INSTRUCTION A: Reproduce the Bulls Head thread between "Passed here lots" and "Pilot (Apr 30, 2014)", inclusive, switching "quick look" to "brief visit".
INSTRUCTION B: According to the Bulls Head thread, what did the refused planning application propose for the pub?

# The Bulls Head, Leicestershire - April 2014



## Goldie87 (Apr 30, 2014)

Can't really find much history on this one, but from 1750 the Gartree Hundred met here, where local jurors would carry out administration, justice and taxation. The pub has been sat derelict for possibly over ten years now, gradually falling into disrepair. There was a planning application to demolish the pub and build seven houses, which was refused, an appeal on the decision was also refused. 

Passed here lots of times over the years and always wanted to have a look, but just never seemed to get round to it. One day recently I suggested to jacquesj that we should stop by there, so we headed over for a quick look. It was a fairly nice little place, a bit empty, but pretty untouched considering how long its been sat there.


----------



## Pilot (Apr 30, 2014)

Looks like it wouldn't take much to open up again. Shame the main breweries charge free houses such extortionate prices.


----------



## flyboys90 (Apr 30, 2014)

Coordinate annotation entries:

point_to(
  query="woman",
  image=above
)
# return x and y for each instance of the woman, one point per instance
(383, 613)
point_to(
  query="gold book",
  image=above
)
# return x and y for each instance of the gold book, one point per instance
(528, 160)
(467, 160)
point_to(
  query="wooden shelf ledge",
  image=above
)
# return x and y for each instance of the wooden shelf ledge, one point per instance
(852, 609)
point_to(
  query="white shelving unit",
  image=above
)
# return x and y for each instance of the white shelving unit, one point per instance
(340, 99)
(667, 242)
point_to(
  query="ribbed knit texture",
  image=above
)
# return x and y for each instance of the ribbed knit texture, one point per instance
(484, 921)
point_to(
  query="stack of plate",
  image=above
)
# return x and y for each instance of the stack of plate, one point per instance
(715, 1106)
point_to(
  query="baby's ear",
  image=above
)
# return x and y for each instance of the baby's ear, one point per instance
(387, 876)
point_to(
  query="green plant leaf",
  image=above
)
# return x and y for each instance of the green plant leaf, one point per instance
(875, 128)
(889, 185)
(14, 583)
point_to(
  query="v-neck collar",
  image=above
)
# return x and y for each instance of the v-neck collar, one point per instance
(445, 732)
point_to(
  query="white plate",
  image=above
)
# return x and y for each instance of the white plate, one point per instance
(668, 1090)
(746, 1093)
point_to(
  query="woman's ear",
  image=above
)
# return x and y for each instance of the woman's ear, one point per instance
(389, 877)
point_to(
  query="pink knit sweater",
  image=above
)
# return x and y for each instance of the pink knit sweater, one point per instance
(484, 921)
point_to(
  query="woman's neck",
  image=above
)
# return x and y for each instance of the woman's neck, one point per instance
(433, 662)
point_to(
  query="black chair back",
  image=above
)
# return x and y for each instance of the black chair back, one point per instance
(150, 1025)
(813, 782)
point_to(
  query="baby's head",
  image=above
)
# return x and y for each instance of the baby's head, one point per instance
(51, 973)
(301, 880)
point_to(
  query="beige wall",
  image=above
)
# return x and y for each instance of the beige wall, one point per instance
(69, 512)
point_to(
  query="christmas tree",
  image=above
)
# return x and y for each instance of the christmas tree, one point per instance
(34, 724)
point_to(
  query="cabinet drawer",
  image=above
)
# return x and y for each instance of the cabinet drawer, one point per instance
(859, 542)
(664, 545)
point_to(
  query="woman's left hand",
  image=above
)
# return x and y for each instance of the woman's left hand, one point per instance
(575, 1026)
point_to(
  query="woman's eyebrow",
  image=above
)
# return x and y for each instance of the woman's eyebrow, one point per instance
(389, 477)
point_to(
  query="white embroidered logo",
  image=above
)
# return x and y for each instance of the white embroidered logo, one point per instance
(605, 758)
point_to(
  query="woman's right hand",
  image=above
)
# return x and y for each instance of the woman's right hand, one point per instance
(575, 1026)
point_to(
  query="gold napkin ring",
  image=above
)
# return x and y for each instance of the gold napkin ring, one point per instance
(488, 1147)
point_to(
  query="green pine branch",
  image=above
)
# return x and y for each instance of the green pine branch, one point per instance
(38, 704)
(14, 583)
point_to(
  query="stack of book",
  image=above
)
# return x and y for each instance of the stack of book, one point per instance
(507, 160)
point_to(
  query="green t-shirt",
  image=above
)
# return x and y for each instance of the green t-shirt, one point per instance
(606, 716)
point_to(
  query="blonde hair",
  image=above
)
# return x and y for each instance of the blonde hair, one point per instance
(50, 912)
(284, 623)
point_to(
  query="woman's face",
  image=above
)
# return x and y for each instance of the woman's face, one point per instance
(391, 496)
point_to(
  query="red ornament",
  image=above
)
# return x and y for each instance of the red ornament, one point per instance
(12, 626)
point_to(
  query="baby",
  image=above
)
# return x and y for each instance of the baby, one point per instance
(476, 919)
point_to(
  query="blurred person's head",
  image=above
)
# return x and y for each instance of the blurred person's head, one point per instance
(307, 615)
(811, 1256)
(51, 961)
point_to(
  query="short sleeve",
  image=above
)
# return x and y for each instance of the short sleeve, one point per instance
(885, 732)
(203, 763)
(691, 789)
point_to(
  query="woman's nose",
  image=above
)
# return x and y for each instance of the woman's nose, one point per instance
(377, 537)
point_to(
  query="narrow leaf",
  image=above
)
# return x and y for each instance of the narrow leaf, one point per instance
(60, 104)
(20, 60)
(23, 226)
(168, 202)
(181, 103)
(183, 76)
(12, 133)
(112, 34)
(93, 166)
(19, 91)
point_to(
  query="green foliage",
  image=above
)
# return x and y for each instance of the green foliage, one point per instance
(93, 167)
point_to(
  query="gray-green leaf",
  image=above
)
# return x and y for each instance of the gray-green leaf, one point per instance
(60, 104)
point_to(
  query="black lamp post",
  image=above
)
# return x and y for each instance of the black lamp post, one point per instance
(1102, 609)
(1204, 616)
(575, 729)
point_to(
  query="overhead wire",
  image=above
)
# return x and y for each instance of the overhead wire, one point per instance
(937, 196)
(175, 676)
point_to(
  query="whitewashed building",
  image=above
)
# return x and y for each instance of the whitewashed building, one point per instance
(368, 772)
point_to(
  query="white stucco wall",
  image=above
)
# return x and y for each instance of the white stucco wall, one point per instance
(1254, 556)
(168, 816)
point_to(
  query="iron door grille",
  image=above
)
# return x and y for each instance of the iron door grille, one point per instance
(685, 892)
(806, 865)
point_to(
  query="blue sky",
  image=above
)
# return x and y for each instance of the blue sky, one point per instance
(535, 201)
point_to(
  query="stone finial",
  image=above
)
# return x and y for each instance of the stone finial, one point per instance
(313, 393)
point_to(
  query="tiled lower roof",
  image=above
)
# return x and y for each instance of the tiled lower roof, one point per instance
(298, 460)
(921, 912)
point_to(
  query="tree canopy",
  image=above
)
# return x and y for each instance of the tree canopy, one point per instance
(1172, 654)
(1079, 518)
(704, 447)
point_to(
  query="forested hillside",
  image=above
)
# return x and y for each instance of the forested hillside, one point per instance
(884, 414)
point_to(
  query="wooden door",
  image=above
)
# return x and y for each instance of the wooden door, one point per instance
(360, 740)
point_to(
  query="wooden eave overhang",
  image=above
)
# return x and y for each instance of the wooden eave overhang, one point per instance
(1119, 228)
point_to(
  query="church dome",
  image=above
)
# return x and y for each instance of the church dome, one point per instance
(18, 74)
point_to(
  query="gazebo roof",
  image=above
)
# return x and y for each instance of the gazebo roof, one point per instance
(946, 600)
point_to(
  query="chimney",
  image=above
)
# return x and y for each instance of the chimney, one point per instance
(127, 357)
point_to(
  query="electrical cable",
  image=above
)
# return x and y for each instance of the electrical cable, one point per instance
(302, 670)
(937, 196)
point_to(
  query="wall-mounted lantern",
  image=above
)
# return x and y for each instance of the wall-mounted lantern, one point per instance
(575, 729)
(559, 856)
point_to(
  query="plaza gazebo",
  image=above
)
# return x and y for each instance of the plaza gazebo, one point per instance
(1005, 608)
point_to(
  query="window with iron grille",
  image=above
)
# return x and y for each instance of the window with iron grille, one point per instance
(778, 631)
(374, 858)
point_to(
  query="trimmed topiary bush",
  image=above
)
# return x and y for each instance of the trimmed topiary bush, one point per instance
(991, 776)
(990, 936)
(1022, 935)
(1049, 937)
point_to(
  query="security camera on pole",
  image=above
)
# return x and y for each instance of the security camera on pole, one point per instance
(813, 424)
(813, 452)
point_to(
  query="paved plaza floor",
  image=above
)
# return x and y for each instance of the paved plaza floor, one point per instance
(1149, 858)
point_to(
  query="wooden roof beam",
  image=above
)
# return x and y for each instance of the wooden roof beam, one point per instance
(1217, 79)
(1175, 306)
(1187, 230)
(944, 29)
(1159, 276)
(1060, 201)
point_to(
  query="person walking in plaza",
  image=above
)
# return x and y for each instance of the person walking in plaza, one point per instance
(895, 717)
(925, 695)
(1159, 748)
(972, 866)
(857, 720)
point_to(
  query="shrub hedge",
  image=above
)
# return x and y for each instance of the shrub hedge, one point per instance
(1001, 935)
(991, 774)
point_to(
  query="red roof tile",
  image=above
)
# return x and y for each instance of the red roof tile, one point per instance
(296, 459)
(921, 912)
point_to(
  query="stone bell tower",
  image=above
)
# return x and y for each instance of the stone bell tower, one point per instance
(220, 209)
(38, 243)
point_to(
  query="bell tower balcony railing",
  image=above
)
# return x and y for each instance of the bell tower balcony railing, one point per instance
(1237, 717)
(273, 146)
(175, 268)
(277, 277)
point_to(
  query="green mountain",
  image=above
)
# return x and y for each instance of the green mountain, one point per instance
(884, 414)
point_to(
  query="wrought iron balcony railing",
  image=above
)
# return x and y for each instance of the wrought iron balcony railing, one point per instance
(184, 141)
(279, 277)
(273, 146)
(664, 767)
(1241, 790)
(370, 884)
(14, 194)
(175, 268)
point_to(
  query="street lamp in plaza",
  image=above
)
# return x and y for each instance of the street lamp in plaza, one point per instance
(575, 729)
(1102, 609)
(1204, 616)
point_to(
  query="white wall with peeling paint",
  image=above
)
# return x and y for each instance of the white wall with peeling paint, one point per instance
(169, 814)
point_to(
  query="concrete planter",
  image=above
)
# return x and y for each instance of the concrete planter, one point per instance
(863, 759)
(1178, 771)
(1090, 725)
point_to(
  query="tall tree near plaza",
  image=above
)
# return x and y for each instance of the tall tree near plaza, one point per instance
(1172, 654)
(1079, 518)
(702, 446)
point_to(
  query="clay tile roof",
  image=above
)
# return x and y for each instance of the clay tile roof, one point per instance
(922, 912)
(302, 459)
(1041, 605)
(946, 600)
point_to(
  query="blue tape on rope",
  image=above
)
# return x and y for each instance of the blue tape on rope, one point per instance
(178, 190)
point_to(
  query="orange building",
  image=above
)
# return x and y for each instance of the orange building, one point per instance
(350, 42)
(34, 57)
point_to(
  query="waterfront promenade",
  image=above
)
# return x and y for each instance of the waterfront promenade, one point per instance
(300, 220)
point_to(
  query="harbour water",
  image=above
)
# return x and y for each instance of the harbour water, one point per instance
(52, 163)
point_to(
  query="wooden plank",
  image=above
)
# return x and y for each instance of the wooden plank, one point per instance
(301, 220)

TASK SOLUTION A:
Passed here lots of times over the years and always wanted to have a look, but just never seemed to get round to it. One day recently I suggested to jacquesj that we should stop by there, so we headed over for a brief visit. It was a fairly nice little place, a bit empty, but pretty untouched considering how long its been sat there.


----------



## Pilot (Apr 30, 2014)

TASK SOLUTION B: It proposed demolishing the pub and building seven houses.